Coordinate annotation entries
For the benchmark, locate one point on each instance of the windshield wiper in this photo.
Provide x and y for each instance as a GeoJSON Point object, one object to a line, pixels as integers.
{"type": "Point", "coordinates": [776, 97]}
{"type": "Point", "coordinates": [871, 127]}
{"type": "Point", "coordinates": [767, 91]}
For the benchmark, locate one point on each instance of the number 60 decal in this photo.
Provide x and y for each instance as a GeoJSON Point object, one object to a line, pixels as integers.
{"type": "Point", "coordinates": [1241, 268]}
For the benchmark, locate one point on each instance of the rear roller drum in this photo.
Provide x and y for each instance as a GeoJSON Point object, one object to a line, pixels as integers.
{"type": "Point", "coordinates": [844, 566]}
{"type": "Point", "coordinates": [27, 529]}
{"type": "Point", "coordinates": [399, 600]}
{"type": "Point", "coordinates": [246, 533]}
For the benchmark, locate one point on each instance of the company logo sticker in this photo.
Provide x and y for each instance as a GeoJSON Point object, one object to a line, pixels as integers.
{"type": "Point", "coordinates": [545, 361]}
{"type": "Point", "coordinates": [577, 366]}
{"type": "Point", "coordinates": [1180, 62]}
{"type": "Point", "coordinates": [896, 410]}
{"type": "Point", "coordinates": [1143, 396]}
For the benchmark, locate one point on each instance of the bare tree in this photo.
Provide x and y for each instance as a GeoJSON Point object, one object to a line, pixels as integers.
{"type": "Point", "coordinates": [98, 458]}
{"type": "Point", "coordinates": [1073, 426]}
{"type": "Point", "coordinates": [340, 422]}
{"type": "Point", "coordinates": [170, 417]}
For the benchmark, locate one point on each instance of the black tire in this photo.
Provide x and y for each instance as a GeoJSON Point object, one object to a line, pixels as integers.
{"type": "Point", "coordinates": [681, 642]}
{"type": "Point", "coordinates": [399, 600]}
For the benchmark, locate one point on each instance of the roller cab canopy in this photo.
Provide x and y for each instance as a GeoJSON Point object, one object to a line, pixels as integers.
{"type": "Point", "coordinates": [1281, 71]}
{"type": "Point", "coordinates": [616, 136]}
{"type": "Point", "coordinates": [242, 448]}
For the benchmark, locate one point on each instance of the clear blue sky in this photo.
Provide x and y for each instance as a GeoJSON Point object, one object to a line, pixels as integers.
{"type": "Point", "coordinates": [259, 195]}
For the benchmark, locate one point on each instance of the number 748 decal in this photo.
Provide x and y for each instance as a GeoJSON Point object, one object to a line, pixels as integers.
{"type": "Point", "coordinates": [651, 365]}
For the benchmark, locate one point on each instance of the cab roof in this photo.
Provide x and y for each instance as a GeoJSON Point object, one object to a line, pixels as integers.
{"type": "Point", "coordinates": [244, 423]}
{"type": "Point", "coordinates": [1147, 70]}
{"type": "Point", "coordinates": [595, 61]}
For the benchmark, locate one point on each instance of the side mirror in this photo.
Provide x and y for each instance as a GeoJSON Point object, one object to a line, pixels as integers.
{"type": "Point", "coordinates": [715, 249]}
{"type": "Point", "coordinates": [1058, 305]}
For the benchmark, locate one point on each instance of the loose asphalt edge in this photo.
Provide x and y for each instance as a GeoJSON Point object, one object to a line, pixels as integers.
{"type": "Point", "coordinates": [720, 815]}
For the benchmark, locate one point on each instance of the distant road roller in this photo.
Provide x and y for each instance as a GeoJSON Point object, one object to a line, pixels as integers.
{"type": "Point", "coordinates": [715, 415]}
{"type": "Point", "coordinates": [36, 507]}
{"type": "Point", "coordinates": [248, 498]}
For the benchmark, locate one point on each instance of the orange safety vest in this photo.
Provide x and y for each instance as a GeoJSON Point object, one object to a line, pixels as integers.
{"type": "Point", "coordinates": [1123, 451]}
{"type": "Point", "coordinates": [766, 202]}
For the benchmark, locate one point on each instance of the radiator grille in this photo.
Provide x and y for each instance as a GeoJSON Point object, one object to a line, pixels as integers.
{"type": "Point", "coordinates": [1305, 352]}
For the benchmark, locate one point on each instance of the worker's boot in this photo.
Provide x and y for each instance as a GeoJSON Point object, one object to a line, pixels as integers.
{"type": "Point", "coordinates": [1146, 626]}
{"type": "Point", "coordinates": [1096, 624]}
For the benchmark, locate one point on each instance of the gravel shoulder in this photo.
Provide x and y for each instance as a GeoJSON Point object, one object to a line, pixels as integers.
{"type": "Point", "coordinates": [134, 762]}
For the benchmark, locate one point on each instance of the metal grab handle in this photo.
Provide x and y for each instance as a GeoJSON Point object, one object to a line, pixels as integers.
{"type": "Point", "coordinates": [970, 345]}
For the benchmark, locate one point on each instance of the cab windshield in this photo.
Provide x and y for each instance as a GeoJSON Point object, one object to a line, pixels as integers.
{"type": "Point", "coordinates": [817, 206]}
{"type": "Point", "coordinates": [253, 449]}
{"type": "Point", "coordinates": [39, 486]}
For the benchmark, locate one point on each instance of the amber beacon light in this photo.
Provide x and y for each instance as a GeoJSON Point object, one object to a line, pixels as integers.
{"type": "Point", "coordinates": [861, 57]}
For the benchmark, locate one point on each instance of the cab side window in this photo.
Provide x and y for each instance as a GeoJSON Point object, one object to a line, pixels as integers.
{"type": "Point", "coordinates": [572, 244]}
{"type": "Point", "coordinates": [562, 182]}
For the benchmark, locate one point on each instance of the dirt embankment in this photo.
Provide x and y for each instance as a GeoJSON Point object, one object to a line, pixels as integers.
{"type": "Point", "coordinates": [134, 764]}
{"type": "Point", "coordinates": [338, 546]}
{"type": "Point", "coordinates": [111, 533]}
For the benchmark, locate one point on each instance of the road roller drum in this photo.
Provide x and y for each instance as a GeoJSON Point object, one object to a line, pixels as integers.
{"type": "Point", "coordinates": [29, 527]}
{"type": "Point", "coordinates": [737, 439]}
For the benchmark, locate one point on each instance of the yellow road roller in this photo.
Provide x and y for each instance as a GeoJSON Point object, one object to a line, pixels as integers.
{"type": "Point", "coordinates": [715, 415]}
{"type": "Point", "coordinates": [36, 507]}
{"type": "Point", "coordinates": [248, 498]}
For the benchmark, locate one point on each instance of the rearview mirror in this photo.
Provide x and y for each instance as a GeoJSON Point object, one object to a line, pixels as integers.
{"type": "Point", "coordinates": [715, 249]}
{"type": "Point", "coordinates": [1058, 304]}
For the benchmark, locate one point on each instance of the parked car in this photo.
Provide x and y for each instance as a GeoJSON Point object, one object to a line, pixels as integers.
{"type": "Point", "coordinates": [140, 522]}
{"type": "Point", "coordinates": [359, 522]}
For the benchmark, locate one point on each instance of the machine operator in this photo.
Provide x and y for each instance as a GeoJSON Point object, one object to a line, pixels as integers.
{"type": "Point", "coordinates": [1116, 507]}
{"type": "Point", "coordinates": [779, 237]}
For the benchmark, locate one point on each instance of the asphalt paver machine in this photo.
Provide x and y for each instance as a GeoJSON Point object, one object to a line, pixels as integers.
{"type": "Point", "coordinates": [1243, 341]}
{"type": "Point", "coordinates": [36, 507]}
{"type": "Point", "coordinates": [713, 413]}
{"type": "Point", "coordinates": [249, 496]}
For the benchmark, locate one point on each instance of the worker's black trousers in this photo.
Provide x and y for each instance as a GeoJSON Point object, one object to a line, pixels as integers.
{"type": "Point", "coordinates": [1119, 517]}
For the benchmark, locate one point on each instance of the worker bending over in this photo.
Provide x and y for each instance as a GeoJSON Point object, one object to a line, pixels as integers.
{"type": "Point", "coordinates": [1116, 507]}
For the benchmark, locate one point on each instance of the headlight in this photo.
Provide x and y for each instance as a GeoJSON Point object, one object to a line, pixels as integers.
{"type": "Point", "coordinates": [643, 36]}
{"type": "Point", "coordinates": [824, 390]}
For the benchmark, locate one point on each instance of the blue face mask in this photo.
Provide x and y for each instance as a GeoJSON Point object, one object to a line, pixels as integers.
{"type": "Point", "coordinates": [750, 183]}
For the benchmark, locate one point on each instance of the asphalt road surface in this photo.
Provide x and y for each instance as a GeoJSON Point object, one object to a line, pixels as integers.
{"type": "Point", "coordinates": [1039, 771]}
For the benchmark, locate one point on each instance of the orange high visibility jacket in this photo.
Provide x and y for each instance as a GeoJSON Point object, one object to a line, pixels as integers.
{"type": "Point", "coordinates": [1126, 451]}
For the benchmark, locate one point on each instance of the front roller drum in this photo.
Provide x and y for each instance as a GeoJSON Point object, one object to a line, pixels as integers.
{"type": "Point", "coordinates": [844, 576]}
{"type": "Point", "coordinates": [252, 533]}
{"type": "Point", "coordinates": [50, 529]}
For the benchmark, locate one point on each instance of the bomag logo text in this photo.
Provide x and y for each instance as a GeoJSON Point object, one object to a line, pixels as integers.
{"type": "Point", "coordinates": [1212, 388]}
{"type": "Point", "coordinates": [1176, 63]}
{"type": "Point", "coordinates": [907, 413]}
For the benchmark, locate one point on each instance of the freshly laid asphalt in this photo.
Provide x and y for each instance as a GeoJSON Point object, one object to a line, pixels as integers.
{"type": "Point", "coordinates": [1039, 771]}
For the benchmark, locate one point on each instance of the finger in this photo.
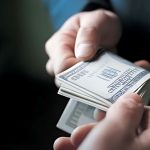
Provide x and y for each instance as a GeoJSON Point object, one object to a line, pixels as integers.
{"type": "Point", "coordinates": [146, 118]}
{"type": "Point", "coordinates": [63, 143]}
{"type": "Point", "coordinates": [49, 67]}
{"type": "Point", "coordinates": [126, 113]}
{"type": "Point", "coordinates": [121, 120]}
{"type": "Point", "coordinates": [98, 114]}
{"type": "Point", "coordinates": [144, 137]}
{"type": "Point", "coordinates": [86, 43]}
{"type": "Point", "coordinates": [143, 63]}
{"type": "Point", "coordinates": [60, 49]}
{"type": "Point", "coordinates": [80, 133]}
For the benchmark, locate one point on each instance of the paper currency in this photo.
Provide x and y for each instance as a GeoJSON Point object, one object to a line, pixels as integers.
{"type": "Point", "coordinates": [100, 82]}
{"type": "Point", "coordinates": [74, 115]}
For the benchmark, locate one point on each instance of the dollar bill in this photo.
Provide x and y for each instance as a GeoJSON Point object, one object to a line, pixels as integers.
{"type": "Point", "coordinates": [98, 84]}
{"type": "Point", "coordinates": [102, 81]}
{"type": "Point", "coordinates": [74, 115]}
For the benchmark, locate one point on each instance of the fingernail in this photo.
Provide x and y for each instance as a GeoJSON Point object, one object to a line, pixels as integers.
{"type": "Point", "coordinates": [134, 97]}
{"type": "Point", "coordinates": [84, 50]}
{"type": "Point", "coordinates": [98, 114]}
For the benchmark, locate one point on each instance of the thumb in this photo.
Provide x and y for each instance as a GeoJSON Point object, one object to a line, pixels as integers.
{"type": "Point", "coordinates": [86, 43]}
{"type": "Point", "coordinates": [127, 112]}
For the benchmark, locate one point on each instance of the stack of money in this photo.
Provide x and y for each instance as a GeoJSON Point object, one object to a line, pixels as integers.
{"type": "Point", "coordinates": [100, 82]}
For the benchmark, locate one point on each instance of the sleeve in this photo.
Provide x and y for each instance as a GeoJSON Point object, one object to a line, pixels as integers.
{"type": "Point", "coordinates": [61, 10]}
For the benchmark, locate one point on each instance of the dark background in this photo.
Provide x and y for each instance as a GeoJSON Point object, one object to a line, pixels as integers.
{"type": "Point", "coordinates": [30, 106]}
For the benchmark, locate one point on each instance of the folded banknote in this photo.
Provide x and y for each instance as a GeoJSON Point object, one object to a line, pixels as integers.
{"type": "Point", "coordinates": [98, 83]}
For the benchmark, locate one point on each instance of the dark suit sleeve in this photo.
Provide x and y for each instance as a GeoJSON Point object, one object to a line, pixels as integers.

Objective |
Transcribe only the trailing portion of the entries above: the line that contains "background in this photo." and each line after it.

Exercise response |
For the benchmark, locate one point on each instance of the dark background in this photo.
Provide x and y for each instance as a GeoJSON Point object, one object to a line, pixels as integers.
{"type": "Point", "coordinates": [30, 106]}
For the benchmark, locate one point on each instance of the folded banknote in this photo.
Provide x and y for each instance as a GeoJSON Point object, one object to a line, pixels as integers.
{"type": "Point", "coordinates": [98, 83]}
For the benchmark, locate one point on each instance of the dark suit sleeve in this photo.
Provide x and y for each instance as a GeoJSON Point object, one object to a line, pixels as integers.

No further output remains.